▶ [Task material]
-=-=-

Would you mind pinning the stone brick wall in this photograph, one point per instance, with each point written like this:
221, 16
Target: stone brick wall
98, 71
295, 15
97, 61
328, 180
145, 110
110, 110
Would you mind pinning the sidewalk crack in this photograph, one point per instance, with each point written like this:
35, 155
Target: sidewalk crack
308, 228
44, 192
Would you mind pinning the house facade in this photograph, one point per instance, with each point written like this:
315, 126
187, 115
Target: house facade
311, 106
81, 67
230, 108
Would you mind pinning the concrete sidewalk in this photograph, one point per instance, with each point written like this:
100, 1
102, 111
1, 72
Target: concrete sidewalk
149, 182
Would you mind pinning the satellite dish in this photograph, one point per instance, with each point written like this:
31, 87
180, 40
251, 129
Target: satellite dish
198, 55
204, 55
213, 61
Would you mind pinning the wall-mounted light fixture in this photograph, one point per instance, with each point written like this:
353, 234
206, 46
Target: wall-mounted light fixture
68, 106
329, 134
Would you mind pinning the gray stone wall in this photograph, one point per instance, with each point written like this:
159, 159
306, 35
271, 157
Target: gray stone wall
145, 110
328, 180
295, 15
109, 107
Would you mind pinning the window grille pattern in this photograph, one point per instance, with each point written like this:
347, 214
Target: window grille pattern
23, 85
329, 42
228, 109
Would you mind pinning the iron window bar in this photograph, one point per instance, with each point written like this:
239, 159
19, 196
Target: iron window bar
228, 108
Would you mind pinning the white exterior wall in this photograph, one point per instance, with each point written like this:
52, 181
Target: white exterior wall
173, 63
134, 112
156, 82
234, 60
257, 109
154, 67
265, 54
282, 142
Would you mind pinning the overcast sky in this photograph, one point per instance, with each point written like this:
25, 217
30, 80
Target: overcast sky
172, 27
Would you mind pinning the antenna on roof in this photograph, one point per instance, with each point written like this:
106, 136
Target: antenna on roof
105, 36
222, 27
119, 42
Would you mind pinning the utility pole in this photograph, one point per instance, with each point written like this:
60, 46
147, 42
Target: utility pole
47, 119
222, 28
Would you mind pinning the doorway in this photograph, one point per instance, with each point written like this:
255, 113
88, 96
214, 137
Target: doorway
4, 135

-=-=-

Each line from the one containing "Would you mind pinning the overcast" through the end of the entries, both included, is to be returned exactly, with no other lines.

Would you mind pinning the overcast sky in this photograph, one point per instance, with each point written like this:
25, 217
30, 80
Target: overcast sky
172, 27
Would you mind pinning the antenna on roof in this photograph, one point per instance, with each point written like this:
106, 136
Target: antenna on roof
105, 36
222, 27
119, 42
Would you mind pinning the utility pole in this photograph, one point per instance, with each point written like this:
60, 46
147, 42
Target: utility pole
47, 119
222, 28
Would you mind pinning the doorway in this photograph, one point per instance, with each point written like this:
255, 113
88, 96
214, 137
Target: doorway
4, 135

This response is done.